Please count the lines in the records below that contain the string "pavement", with uppercase and lowercase treated as different, and reply with only that number.

───

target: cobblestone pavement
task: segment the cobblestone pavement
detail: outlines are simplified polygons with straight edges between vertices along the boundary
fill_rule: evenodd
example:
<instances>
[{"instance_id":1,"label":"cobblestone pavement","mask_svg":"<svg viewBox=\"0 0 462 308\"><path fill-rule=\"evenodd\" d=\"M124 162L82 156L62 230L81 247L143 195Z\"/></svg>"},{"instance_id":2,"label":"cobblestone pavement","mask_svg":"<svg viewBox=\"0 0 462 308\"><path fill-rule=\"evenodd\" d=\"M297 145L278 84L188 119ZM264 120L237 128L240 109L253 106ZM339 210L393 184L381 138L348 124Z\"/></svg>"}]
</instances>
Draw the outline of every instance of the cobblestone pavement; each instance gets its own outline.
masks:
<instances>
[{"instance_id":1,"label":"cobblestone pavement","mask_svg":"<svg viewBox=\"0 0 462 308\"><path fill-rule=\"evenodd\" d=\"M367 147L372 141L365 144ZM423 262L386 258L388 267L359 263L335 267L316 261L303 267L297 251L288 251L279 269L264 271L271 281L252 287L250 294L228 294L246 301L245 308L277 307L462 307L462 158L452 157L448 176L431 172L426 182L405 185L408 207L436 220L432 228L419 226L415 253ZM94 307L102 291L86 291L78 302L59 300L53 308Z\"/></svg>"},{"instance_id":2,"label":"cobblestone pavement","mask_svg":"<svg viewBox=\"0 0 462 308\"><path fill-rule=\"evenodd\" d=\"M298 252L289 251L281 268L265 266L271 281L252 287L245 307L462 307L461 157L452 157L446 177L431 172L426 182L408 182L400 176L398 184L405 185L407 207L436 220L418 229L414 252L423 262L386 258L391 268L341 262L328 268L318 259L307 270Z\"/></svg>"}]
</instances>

───

*Written response*.
5